*Task directions*:
Reproduce the complete abstract on botulinum toxin type A and scar contracture fibroblasts word for word, from its title through the last sentence.

*Text passage*:
**********

Botulinum Toxin Type A Inhibits α-Smooth Muscle Actin and Myosin II Expression in Fibroblasts Derived From Scar Contracture

Background: Scar contracture (SC) is one of the most common complications resulting from major burn injuries. Numerous treatments are currently available but they do not always yield excellent therapeutic results. Recent reports suggest that botulinum toxin type A (BTXA) is effective at reducing SC clinically, but the molecular mechanism for this action is unknown. alpha-Smooth muscle actin (alpha-SMA) and myosin II are the main components of stress fibers, which are the contractile structures of fibroblasts. The effects of BTXA on alpha-SMA and myosin II in SC are still unknown. This study aimed to explore the effect of BTXA on alpha-SMA and myosin II expression in fibroblasts derived from SC and to elucidate its actual mechanism further. Methods: Fibroblasts were isolated from tissue specimens of SC. Fibroblasts were cultured in Dulbecco modified Eagle medium with different concentrations of BTXA and their proliferation was analyzed through the tetrazolium-based colorimetric method at 1, 4, and 7 days. Proteins of alpha-SMA and myosin II were checked using Western blot in fibroblasts treated with different concentrations of BTXA at 1, 4, and 7 days. Results: Fibroblasts without BTXA treatment had a higher proliferation than that in other groups, which indicated that the proliferation of fibroblasts was significantly inhibited by BTXA (P < 0.05). Proteins of alpha-SMA and myosin II between fibroblasts with BTXA and fibroblasts without BTXA are statistically significant (P < 0.05). Conclusions: These results suggest that BTXA effectively inhibited the growth of fibroblasts derived from SC and reduced the expression of alpha-SMA and myosin II, which provided theoretical support for the application of BTXA to control SC.

**********

*Given records*:
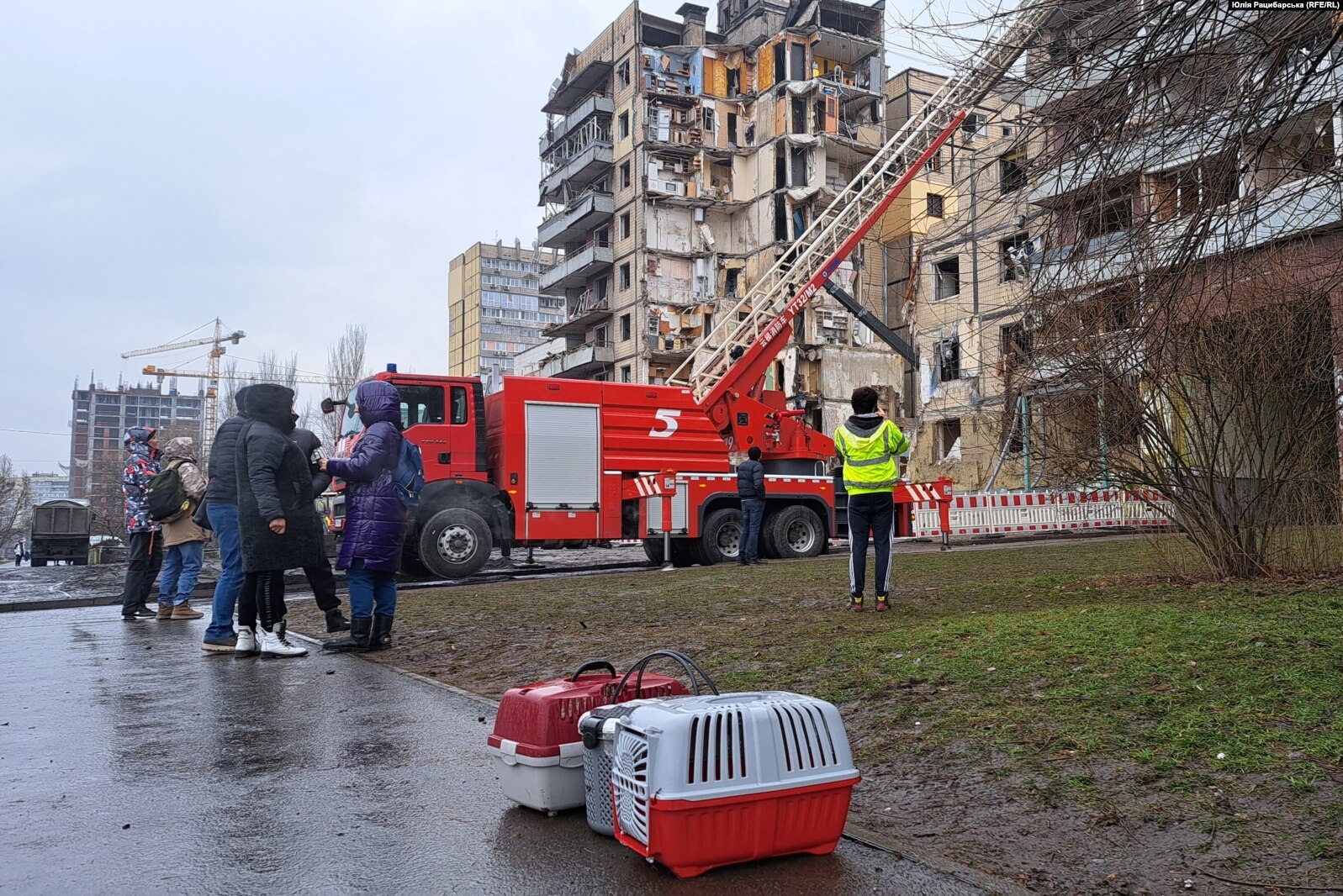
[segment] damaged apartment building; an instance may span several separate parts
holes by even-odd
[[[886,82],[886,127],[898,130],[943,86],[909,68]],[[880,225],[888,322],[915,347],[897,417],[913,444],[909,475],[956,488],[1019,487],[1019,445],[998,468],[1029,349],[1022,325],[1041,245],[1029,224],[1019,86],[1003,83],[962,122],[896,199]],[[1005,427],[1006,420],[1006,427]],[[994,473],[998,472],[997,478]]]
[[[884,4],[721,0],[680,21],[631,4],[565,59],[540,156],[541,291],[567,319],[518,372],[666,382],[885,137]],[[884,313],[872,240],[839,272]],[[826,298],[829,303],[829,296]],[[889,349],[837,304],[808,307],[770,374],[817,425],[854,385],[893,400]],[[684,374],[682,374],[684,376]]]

**********

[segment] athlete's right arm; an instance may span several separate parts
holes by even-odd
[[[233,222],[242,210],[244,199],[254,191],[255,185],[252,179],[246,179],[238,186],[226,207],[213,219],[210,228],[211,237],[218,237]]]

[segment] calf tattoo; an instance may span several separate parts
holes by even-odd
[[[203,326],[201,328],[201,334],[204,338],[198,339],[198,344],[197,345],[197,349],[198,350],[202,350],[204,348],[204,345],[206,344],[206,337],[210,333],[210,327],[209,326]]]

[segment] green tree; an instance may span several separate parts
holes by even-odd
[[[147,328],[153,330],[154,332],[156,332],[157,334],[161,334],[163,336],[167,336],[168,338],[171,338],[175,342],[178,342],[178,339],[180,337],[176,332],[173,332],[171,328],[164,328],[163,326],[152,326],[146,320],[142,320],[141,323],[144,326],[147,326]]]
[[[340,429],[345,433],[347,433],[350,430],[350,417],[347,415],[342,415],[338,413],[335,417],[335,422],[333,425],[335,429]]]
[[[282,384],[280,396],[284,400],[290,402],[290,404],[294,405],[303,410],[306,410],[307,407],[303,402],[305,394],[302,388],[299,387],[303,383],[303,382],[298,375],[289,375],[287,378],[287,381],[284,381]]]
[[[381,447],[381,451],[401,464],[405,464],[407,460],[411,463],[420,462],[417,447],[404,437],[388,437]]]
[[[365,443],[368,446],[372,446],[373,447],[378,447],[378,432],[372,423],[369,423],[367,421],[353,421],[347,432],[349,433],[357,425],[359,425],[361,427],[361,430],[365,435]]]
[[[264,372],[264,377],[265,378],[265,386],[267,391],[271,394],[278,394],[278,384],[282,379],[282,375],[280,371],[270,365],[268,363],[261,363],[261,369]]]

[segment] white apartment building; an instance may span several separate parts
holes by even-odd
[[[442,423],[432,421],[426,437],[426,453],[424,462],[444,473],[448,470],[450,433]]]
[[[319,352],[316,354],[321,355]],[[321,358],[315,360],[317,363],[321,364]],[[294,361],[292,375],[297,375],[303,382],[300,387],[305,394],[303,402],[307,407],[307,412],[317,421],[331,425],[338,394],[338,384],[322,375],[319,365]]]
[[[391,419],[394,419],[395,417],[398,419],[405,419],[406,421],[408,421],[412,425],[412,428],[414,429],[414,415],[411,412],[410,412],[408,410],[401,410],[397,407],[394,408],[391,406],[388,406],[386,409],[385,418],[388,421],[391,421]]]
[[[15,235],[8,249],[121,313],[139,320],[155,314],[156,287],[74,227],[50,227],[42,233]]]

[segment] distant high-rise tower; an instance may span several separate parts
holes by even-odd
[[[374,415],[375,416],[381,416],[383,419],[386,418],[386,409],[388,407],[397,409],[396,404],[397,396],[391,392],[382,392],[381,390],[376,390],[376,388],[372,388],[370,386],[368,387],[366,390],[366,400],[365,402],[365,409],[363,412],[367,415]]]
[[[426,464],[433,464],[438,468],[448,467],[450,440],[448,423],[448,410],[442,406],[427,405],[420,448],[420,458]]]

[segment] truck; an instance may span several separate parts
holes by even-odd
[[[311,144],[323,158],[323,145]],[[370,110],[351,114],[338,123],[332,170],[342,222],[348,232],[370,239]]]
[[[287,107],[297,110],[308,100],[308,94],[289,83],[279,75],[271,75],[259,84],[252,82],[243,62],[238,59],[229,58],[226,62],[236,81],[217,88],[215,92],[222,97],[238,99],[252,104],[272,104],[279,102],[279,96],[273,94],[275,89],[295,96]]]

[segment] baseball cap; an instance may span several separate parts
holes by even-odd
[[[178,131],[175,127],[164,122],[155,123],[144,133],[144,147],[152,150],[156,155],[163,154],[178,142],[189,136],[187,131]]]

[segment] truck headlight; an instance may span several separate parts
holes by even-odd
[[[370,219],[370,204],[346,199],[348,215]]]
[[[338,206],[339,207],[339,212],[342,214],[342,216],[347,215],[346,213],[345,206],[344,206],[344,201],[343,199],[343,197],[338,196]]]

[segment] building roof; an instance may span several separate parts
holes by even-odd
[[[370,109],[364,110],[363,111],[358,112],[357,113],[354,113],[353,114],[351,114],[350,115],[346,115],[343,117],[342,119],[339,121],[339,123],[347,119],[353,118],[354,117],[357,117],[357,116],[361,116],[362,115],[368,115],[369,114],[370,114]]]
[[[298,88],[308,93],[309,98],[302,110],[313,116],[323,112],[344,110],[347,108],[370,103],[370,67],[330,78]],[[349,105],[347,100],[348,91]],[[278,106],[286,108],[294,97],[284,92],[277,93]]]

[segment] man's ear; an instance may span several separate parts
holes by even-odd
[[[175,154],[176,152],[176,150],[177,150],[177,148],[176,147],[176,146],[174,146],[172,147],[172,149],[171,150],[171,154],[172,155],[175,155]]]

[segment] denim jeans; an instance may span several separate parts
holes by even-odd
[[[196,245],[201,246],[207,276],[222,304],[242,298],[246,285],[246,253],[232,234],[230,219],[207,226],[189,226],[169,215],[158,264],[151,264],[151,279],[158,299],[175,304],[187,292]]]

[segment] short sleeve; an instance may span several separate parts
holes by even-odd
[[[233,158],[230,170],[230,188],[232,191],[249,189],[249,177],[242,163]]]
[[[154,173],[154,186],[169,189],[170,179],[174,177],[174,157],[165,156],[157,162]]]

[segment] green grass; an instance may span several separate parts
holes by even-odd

**********

*Response box*:
Botulinum Toxin Type A Inhibits α-Smooth Muscle Actin and Myosin II Expression in Fibroblasts Derived From Scar Contracture

Background: Scar contracture (SC) is one of the most common complications resulting from major burn injuries. Numerous treatments are currently available but they do not always yield excellent therapeutic results. Recent reports suggest that botulinum toxin type A (BTXA) is effective at reducing SC clinically, but the molecular mechanism for this action is unknown. alpha-Smooth muscle actin (alpha-SMA) and myosin II are the main components of stress fibers, which are the contractile structures of fibroblasts. The effects of BTXA on alpha-SMA and myosin II in SC are still unknown. This study aimed to explore the effect of BTXA on alpha-SMA and myosin II expression in fibroblasts derived from SC and to elucidate its actual mechanism further. Methods: Fibroblasts were isolated from tissue specimens of SC. Fibroblasts were cultured in Dulbecco modified Eagle medium with different concentrations of BTXA and their proliferation was analyzed through the tetrazolium-based colorimetric method at 1, 4, and 7 days. Proteins of alpha-SMA and myosin II were checked using Western blot in fibroblasts treated with different concentrations of BTXA at 1, 4, and 7 days. Results: Fibroblasts without BTXA treatment had a higher proliferation than that in other groups, which indicated that the proliferation of fibroblasts was significantly inhibited by BTXA (P < 0.05). Proteins of alpha-SMA and myosin II between fibroblasts with BTXA and fibroblasts without BTXA are statistically significant (P < 0.05). Conclusions: These results suggest that BTXA effectively inhibited the growth of fibroblasts derived from SC and reduced the expression of alpha-SMA and myosin II, which provided theoretical support for the application of BTXA to control SC.